**TEXT FOR ANALYSIS**
A firing demonstration was held at the French War College at Langres on September 4, 1906 with the French Minister of War, Eugène Etienne in attendance. The 1904TR tested against existing 155 mm and 270 mm artillery pieces and judged to be superior when firing against hardened concrete fortifications. In 1907 the 1904TR was put into production and eventually five artillery regiments were equipped with the 1904TR. Each 1904TR battery consisted of two guns accompanied by three ammunition wagons for each gun.

In August 1914, the French army had in service 104 pieces of 155 CTR, in 26 batteries.

At the outbreak of war the 1904TR was one of the few large calibre modern artillery pieces available to the French Army. The French had neglected large calibre guns in favor of smaller and lighter artillery such as the Mle 1897. The Mle 1897 fit the French Army's doctrine of offence and manoeuver. This doctrine placed a great deal of emphasis on conducting battles in the open with room for cavalry and infantry to manoeuver and supported largely with direct-fire weapons. When the Western Front stagnated and both sides became entrenched in 1915 the French Army was at a disadvantage due to their lack of long range, large calibre artillery capable of high-angle fire. Although the 1904TR had a higher rate of fire than its German competitors such as the 15 cm sFH 02 and 15 cm sFH 13, the German guns outranged it and by 1916 the 1904TR no longer had sufficient range. The 1904 TR's carriage was also dated at the time of its introduction being patterned on older siege howitzers. The 1904TR was supplemented from early 1916 by the Canon de 155 C modèle 1915 Schneider and the 1904TR was replaced after 1917 by the Canon de 155 C modèle 1917 Schneider.

**EXERCISE DATA**
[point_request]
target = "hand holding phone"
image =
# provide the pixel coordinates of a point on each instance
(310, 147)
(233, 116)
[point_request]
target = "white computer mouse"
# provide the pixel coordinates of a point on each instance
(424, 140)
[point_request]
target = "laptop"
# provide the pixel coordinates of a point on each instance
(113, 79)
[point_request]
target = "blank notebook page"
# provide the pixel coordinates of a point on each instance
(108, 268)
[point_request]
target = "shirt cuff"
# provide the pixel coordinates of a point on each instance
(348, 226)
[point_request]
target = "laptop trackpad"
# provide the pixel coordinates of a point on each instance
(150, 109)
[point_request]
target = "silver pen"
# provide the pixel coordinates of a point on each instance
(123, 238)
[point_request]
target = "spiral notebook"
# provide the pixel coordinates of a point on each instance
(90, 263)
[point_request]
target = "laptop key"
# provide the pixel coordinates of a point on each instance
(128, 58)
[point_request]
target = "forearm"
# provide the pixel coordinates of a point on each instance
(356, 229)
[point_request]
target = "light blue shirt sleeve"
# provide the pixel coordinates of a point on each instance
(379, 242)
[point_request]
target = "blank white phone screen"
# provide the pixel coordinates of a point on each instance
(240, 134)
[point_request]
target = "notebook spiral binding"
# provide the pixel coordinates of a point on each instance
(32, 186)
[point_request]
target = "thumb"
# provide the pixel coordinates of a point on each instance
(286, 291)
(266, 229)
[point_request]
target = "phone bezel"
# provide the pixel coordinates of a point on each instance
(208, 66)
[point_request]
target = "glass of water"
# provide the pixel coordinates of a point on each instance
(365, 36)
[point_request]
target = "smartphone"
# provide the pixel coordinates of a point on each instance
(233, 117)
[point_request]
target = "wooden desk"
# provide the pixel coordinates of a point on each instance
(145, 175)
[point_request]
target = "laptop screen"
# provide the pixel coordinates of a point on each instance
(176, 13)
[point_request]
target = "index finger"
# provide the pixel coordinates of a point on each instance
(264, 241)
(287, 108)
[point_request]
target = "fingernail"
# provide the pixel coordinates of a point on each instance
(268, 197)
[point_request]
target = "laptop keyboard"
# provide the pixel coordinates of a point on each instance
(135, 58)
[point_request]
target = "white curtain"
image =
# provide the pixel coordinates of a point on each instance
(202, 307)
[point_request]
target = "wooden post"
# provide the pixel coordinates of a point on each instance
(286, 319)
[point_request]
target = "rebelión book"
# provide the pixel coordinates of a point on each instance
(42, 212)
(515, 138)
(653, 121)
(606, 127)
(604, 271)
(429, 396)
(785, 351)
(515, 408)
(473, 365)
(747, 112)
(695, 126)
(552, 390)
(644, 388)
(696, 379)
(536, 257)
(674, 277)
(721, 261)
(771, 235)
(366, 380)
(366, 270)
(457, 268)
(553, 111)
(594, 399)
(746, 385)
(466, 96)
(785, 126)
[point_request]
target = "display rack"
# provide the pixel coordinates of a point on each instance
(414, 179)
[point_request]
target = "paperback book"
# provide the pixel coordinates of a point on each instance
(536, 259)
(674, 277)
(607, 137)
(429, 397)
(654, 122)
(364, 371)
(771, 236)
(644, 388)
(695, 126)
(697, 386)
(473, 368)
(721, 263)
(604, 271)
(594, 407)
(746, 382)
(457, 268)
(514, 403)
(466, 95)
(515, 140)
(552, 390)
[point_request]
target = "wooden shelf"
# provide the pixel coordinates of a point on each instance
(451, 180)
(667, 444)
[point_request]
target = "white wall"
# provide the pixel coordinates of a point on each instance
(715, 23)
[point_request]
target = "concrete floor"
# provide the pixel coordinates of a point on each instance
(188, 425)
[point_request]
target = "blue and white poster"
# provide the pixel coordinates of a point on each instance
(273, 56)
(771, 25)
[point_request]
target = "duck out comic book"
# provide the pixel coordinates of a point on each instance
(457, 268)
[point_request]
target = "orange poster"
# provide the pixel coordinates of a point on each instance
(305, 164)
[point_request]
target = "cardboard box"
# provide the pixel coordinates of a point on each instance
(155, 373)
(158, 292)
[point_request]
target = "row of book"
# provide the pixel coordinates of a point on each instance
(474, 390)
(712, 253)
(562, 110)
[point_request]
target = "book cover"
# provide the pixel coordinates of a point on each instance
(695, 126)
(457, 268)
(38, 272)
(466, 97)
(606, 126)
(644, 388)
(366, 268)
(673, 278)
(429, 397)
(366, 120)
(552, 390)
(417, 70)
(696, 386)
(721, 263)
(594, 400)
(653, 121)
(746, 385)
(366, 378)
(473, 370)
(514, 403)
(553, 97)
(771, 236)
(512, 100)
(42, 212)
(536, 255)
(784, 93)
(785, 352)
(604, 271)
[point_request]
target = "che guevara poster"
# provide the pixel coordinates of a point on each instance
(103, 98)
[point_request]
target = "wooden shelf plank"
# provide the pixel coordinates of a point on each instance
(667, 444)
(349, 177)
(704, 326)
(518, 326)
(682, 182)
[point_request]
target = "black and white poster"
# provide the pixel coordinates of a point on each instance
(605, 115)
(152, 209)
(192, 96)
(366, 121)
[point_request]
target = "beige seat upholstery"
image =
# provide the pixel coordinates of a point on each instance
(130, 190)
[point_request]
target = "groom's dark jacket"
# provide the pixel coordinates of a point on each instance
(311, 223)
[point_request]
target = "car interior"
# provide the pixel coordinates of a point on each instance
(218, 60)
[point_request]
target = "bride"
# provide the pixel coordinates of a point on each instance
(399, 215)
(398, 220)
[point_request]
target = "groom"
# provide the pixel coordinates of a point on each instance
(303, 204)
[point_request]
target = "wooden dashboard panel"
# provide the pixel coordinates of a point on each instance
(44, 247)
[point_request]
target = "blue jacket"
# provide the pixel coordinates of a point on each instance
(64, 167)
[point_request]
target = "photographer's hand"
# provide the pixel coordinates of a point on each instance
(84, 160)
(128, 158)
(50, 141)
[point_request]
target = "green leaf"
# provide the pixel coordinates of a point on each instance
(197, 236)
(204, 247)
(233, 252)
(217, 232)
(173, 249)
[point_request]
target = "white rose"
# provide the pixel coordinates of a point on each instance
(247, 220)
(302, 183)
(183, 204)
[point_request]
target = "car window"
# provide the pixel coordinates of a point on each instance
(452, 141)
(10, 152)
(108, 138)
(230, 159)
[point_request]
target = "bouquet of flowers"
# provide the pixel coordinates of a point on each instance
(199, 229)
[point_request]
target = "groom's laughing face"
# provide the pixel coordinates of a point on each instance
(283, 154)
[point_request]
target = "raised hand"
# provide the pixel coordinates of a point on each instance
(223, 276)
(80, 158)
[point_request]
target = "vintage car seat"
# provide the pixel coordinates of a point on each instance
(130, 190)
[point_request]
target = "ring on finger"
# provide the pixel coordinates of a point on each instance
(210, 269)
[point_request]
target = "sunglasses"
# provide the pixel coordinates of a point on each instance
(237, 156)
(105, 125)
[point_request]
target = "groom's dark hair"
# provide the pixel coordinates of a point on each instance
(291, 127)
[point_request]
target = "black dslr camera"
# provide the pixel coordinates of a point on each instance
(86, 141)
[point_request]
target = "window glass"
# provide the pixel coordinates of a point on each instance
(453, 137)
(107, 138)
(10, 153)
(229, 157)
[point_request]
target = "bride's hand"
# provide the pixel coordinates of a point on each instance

**AIM OF THE EXERCISE**
In the text on the 1904TR howitzer, echo everything from "A firing demonstration" down to "in 26 batteries.". Rely only on the text to answer.

**TASK OUTPUT**
A firing demonstration was held at the French War College at Langres on September 4, 1906 with the French Minister of War, Eugène Etienne in attendance. The 1904TR tested against existing 155 mm and 270 mm artillery pieces and judged to be superior when firing against hardened concrete fortifications. In 1907 the 1904TR was put into production and eventually five artillery regiments were equipped with the 1904TR. Each 1904TR battery consisted of two guns accompanied by three ammunition wagons for each gun.

In August 1914, the French army had in service 104 pieces of 155 CTR, in 26 batteries.